§ GIVEN PASSAGE
With sickening hypocrisy, Western governments are spearheading a drive to shut national borders and resort to military methods to repel the growing numbers of people trying to escape war and oppression—all in the name of “saving lives.”

From Europe’s Mediterranean Sea to the waters of South East Asia, naval warships are hunting down thousands of desperate refugees. Many are being pushed out to sea to starve or drown. Others are being directly forced back to the places they are fleeing or incarcerated in squalid camps.

Under the banner of “humanitarian” concern to prevent deaths at sea, governments in Europe and Asia are emulating the use of the military pioneered in Australia more than a decade ago to deny refugees the basic right to seek asylum.

The present Liberal National Coalition government is flaunting its role as a world leader in the callous and inhumane treatment of asylum seekers. Foreign Minister Julie Bishop last week declared she had received “numerous requests” from European officials to discuss Australia’s “border protection” policies.

Australian Prime Minister Tony Abbott publicly urged European and Asian governments to follow his government’s example by mobilising their armed forces to drive boats away.

Last Sunday, amid an international outcry over the fate of Rohingya and Bangladeshi refugees repelled by Thailand, Malaysia and Indonesia, Abbott declared: “I don’t apologise in any way for the action that Australia has taken to preserve safety at sea by turning boats around where necessary. And if other countries choose to do that, frankly that is almost certainly absolutely necessary if the scourge of people smuggling is to be beaten.”

The anti-refugee policy did not start with Abbott. Successive Australian governments have led the way in taking ever-harsher measures to bar access to asylum seekers. The Hawke and Keating Labor governments of the 1980s and 1990s imposed the world’s first “mandatory detention” regime—the indefinite imprisonment of all refugees arriving by boat.

In 2001, the Howard Liberal-National government, backed by the Labor opposition, deployed SAS commandos to deny entry to 433 refugees rescued by the Tampa, a Norwegian container ship, and transported them to the remote island of Nauru. This inaugurated the unprecedented “Pacific Solution” of consigning asylum seekers to concentration camps on remote islands.

Six weeks later, came another historic turning point, when the Howard government allowed 353 refugees headed toward Australia aboard a boat dubbed SIEV X to drown without a rescue bid being launched. It then brazenly seized on their deaths to insist that no refugees should try to reach Australia.

In 2012, the Labor government of Prime Minister Julia Gillard signalled a sweeping new offensive. It concocted the slogan of “saving lives,” now being adopted around the world, to sanctify overturning the fundamental democratic right, recognised by international law, to flee persecution.

§ STATED EXERCISE
According to the passage on Western refugee policy, how many refugees rescued by the Tampa did SAS commandos deny entry to in 2001?

§ GIVEN MATERIAL
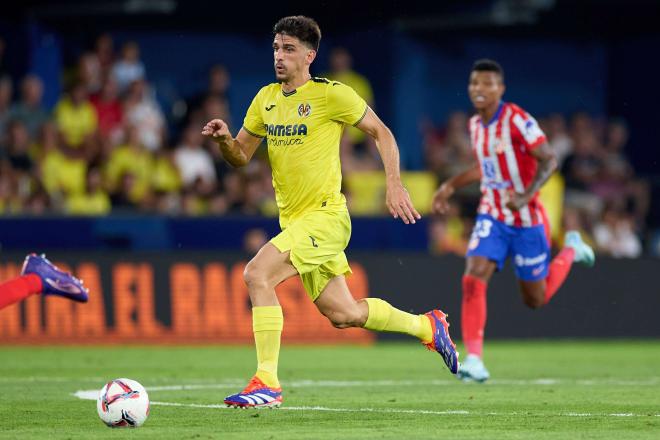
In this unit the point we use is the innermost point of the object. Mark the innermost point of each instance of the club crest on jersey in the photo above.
(499, 147)
(304, 109)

§ RIGHT ANSWER
433 refugees.